Goal: Copy each of the following items word for word, changing nothing.

Records shown:

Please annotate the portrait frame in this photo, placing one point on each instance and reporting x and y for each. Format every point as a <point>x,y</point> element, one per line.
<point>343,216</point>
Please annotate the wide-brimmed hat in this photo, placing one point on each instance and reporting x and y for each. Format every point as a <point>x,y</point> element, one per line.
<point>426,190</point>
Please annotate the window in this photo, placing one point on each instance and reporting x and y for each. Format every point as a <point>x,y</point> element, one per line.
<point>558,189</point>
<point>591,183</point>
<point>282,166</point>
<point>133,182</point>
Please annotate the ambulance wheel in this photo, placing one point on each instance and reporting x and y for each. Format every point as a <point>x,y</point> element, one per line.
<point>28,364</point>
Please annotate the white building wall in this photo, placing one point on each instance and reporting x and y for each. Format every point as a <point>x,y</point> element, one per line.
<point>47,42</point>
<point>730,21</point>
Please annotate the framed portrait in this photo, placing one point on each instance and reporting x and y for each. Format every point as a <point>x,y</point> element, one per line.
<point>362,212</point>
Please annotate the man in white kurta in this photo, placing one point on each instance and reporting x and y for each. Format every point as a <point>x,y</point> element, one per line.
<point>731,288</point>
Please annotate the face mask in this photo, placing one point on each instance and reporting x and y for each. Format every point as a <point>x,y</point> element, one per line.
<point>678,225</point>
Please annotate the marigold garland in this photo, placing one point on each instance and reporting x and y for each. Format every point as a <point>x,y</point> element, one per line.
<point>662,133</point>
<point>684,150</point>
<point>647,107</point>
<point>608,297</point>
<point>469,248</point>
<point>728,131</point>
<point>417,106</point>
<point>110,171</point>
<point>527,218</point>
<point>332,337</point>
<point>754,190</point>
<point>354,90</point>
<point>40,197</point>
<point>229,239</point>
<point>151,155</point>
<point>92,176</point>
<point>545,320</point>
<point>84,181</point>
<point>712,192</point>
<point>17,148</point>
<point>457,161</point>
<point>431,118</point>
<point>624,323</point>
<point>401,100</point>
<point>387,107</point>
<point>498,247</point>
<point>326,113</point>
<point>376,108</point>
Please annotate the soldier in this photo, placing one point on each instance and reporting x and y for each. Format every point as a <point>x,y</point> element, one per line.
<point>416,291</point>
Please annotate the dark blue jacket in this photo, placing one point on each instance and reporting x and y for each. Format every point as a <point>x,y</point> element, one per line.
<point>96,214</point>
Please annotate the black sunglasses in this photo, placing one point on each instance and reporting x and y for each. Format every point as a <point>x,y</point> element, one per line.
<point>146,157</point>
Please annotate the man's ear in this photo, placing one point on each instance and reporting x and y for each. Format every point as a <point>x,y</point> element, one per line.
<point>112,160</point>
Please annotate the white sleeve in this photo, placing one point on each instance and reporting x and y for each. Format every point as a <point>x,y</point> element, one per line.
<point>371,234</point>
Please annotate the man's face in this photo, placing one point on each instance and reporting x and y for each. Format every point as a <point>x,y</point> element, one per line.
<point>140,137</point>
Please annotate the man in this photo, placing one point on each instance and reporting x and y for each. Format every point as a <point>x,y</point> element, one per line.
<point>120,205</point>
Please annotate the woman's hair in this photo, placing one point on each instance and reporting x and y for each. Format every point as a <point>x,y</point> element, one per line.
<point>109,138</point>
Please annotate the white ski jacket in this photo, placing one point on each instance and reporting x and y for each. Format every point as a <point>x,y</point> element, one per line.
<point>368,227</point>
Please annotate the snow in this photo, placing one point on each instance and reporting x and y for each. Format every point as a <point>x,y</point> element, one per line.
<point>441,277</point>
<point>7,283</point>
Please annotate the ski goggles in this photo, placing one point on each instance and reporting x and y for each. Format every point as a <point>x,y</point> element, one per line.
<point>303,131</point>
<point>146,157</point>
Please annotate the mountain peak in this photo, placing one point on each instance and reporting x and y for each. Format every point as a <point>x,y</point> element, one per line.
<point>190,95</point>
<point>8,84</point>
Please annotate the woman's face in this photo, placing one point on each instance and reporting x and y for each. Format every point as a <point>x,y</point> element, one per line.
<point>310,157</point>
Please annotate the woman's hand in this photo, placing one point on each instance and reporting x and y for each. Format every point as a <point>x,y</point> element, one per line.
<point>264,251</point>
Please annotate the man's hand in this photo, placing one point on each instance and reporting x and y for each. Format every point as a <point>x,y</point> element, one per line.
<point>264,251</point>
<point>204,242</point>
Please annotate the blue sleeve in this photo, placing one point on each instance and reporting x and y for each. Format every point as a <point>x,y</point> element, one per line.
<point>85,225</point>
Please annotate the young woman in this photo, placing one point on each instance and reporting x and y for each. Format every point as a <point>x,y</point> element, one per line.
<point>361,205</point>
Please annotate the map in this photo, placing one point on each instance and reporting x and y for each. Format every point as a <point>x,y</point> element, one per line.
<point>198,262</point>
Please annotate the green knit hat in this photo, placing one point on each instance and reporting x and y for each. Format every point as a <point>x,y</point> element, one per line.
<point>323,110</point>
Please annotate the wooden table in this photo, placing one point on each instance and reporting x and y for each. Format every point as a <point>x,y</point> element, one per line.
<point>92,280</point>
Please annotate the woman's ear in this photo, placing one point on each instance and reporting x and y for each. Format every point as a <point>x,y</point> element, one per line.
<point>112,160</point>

Exercise result:
Please annotate the portrait frame in this photo, placing one point on each instance and reporting x and y for each. Format every point as a <point>x,y</point> element, one per line.
<point>343,216</point>
Please annotate the wide-brimmed hat in this photo, placing one point on each instance and reporting x and y for each. Format every point as a <point>x,y</point> element, one per line.
<point>426,190</point>
Please annotate the window in this photo, placing one point on each instance and reporting x and y for each. Format every point as a <point>x,y</point> element, one per line.
<point>558,189</point>
<point>591,183</point>
<point>282,166</point>
<point>133,182</point>
Please annotate the ambulance wheel in this photo, placing one point on each instance and reporting x and y for each. Format every point as a <point>x,y</point> element, one per line.
<point>28,364</point>
Please annotate the white building wall in this photo, placing one point on each instance and reporting x and y for each. Format every point as a <point>x,y</point> element, one per line.
<point>47,42</point>
<point>730,21</point>
Please annotate the framed portrait in this photo, placing one point on each instance and reporting x and y for each. Format every point as a <point>x,y</point> element, one per line.
<point>362,212</point>
Please annotate the man in white kurta in this photo, placing one point on each instance and reporting x and y for each. Format every point as a <point>x,y</point> element, one per line.
<point>731,288</point>
Please annotate the face mask in this photo, placing one point on each instance and reporting x and y for each. Format every point as a <point>x,y</point> element, one per line.
<point>678,225</point>
Please annotate the marigold garland in this photo, placing one point on each instance and reporting x and y for each. Format every point as a <point>x,y</point> element, one per line.
<point>662,133</point>
<point>684,150</point>
<point>647,107</point>
<point>608,297</point>
<point>469,248</point>
<point>728,131</point>
<point>417,106</point>
<point>110,171</point>
<point>527,218</point>
<point>332,337</point>
<point>754,190</point>
<point>354,90</point>
<point>40,197</point>
<point>229,239</point>
<point>151,155</point>
<point>92,176</point>
<point>545,320</point>
<point>84,181</point>
<point>712,192</point>
<point>17,148</point>
<point>457,161</point>
<point>431,118</point>
<point>624,323</point>
<point>401,100</point>
<point>387,107</point>
<point>498,247</point>
<point>326,113</point>
<point>376,108</point>
Please annotate the soldier in this photo, placing one point on each instance and reporting x and y for each. Format every point as a <point>x,y</point> element, one per line.
<point>416,291</point>
Please annotate the dark blue jacket in this photo, placing one point on each instance and reporting x and y for each. Format every point as a <point>x,y</point> element, one per line.
<point>96,214</point>
Please annotate the black sunglasses in this photo, placing one point on each instance and reporting x and y for each. Format every point as a <point>x,y</point> element, one per line.
<point>146,157</point>
Please annotate the man's ear in this photo, placing one point on each instance and reporting x and y for each. Format every point as a <point>x,y</point> element, one per line.
<point>112,160</point>
Please annotate the white sleeve in this photo, placing one point on each instance and reporting x and y for each. Format every point as a <point>x,y</point> element, one per line.
<point>371,234</point>
Please annotate the man's face in this photo, placing one point on each instance and reporting x and y for each. Format every point as a <point>x,y</point> element, one per line.
<point>140,137</point>
Please annotate the man in this photo, placing one point on each instance and reporting x and y for each. Format every point as a <point>x,y</point> element, one per line.
<point>120,205</point>
Please annotate the woman's hair in this photo, placing one point on each instance and reporting x and y for each. Format every point as a <point>x,y</point> element, one per line.
<point>109,138</point>
Please annotate the white ski jacket in this photo, placing one point on each instance and reporting x and y for each. Format every point as a <point>x,y</point> element, one per line.
<point>368,227</point>
Please annotate the snow in this photo, placing one point on each instance and reporting x and y for each. Format every point as a <point>x,y</point> element, one per line.
<point>441,277</point>
<point>7,283</point>
Please annotate the ski goggles in this photo, placing one point on each instance and reporting x and y for each. Format every point as a <point>x,y</point> element, one per line.
<point>303,131</point>
<point>146,157</point>
Please annotate the mountain peak in this photo, placing one point on each instance and reporting x and y for each. Format every point as a <point>x,y</point> element, one per line.
<point>190,95</point>
<point>8,84</point>
Please annotate the woman's face in this photo, placing one point on each instance and reporting x and y for each. Format every point as a <point>x,y</point> element, one per line.
<point>310,157</point>
Please annotate the woman's hand in this photo, placing one point on each instance and reporting x and y for each. Format every point as a <point>x,y</point> element, one per line.
<point>264,251</point>
Please annotate the man's hand in this photo, placing one point on each instance and reporting x and y for each. Format every point as a <point>x,y</point> element, one per line.
<point>264,251</point>
<point>204,242</point>
Please annotate the blue sleeve in this photo, placing one point on each instance and reporting x and y for each. Format every point as a <point>x,y</point> element, one per line.
<point>85,225</point>
Please annotate the young woman in this photo, placing one point on each instance and reporting x and y for each. Format every point as a <point>x,y</point> element, one per line.
<point>361,205</point>
Please annotate the map in this photo, placing one point on each instance and reporting x and y for each. Format every point as a <point>x,y</point> element, one per line.
<point>198,262</point>
Please annotate the green knit hat in this photo, placing one point on each instance and reporting x and y for each. Format every point as a <point>x,y</point> element, one per line.
<point>323,110</point>
Please annotate the wooden table in this photo, placing one point on each instance and reporting x and y for each. Format every point as a <point>x,y</point> element, one per line.
<point>92,280</point>
Please annotate the woman's ear in this photo, placing one point on each instance and reporting x and y for each. Format every point as a <point>x,y</point> element, one per line.
<point>112,160</point>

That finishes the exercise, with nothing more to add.